## COMPLETE O SEGUINTE
1. Indique as datas de todos os decretos mencionados no trecho do documento.
2. Responda com base no trecho do documento:
(a) Segundo o orador, qual é o total que o banco perde?
(b) De qual empréstimo a assembleia do banco de Portugal determinou que não houvesse nenhum desvio?
(c) Diante da pensão de quem o governo treme agora na câmara dos pares?
3. Extraia do trecho do documento a passagem que começa em "Total....... 590:000$000" e termina em "favor do banco.".

## TRECHO DO DOCUMENTO
——

Eu approvo e desejo o accôrdo entre o banco e o governo, mas não o approvo da maneira que vem exarado nas bazes apresentadas pelo sr. ministro da fazenda; e não o approvo, porque a direcção do banco não tem poder bastante para dispor a seu talante dos bens dos accionistas do banco de Portugal.

Sr. presidente, em uma das ultimas assembléas do banco de Portugal foi determinado que nenhuma transigencia e nenhum accôrdo se fizesse com o governo, do qual resultasse o mais pequeno desvio do emprestimo dos 4:000 contos. Se a direcção do banco não cumpriu as resoluções da assembléa; se os accionistas esquecem o que decidiram, ainda assim estas fallas todas juntas, não são bastantes para se condemnar uma medida, que provo com documentos, que não foi combatida, nem pelo governo, nem pela maioria da camara.

Quando se discutiram os actos da dictadura,.disse eu = O banco perde pela capitalisação determinada no decreto de 3 de dezembro de 1851 — para

cima de......................... 48:000$000

Pela reducção dos juros, determinada no decreto do 26 de julho

de 1852; para cima de......... 19:000$000

E pela reducção a 5/2 dos juros primitivos, determinada no decreto de 18 de dezembro de 1852 — para cima de................. 523:000$000

Total....... 590:000$000

Será possivel que os directores do banco que são os fiscaes dos dinheiros dos accionistas, consintam em um accôrdo, que esbulha a este estabelecimento 590 contos? Será possivel que o banco consinta neste accôrdo, quando é defraudado? Será possivel que o banco depois de accusado de tantos crimes, depois de ser victima de tantas imputações, de tantos assaques, e de tantos improperios, venha hoje pedir humildemente uma conferencia com o illustre ministro, para consentir em ser esbulhado em mais de 500 contos. Se isto é possivel, declaro que tenho a cara roxa de vergonha, e sinto o sangue esbraseado, por ler aqui pugnado a favor do banco.

Sr. presidente, eu estou coherente comigo mesmo: o governo é que não está coherente com os seus actos, por que tendo defendido nesta camara com toda a firmeza e energia, o mandado proceder com a mesma firmeza e energia na camara dos pares, em todas as questões relativas á sua supposta organisação de fazenda, e levando as maiorias das duas casas do

parlamento a approvar todos os decretos da dictadura, que continham a mais flagrante violação de contractos solemnes, em manifesto desprezo de todas as leis, que esbulhavam os cidadãos da sua propriedade e dos seus direitos, tremem agora diante da pensão do conde do Penafiel, na camara dos pares; e intendeu que não devia fazer disso questão ministerial!

——

## DADOS FORNECIDOS
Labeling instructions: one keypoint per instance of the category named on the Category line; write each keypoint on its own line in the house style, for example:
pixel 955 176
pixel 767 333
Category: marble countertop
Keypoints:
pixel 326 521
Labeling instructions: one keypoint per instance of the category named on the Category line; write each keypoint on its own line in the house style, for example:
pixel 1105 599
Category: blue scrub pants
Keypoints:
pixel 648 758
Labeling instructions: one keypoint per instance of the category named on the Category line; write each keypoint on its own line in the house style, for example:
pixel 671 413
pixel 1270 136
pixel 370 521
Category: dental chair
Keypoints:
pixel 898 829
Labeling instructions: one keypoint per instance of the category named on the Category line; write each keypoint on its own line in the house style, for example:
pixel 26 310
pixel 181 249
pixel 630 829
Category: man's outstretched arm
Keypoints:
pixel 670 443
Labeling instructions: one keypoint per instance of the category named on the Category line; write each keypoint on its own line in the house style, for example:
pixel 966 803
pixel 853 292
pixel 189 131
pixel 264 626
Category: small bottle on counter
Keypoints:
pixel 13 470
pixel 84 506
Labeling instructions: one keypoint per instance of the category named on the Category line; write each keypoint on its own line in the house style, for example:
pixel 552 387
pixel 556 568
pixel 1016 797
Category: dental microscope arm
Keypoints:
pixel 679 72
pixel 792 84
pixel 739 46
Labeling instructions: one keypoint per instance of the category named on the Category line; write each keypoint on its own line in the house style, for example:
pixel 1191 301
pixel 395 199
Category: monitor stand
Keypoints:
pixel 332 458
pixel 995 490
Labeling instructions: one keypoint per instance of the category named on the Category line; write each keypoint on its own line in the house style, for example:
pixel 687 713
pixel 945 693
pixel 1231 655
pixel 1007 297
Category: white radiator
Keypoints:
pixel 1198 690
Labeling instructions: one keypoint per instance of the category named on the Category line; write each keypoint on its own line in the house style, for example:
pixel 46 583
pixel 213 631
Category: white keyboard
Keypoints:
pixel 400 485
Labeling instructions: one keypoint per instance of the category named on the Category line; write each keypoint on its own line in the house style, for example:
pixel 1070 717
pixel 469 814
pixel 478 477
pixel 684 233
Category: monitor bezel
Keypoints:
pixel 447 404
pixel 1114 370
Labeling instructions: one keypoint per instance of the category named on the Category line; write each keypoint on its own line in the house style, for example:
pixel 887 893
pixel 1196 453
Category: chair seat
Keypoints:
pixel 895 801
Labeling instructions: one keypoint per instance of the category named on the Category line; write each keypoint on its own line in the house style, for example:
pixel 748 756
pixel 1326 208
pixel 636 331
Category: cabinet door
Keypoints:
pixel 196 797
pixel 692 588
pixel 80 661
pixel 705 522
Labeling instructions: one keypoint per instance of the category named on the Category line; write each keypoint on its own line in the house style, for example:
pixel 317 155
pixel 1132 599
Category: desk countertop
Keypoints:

——

## RESPOSTAS ESPERADAS
1.
- 3 de dezembro de 1851
- 26 de julho de 1852
- 18 de dezembro de 1852

2.
(a) 590:000$000.
(b) Do empréstimo dos 4:000 contos.
(c) Do conde do Penafiel.

3.
Total....... 590:000$000

Será possivel que os directores do banco que são os fiscaes dos dinheiros dos accionistas, consintam em um accôrdo, que esbulha a este estabelecimento 590 contos? Será possivel que o banco consinta neste accôrdo, quando é defraudado? Será possivel que o banco depois de accusado de tantos crimes, depois de ser victima de tantas imputações, de tantos assaques, e de tantos improperios, venha hoje pedir humildemente uma conferencia com o illustre ministro, para consentir em ser esbulhado em mais de 500 contos. Se isto é possivel, declaro que tenho a cara roxa de vergonha, e sinto o sangue esbraseado, por ler aqui pugnado a favor do banco.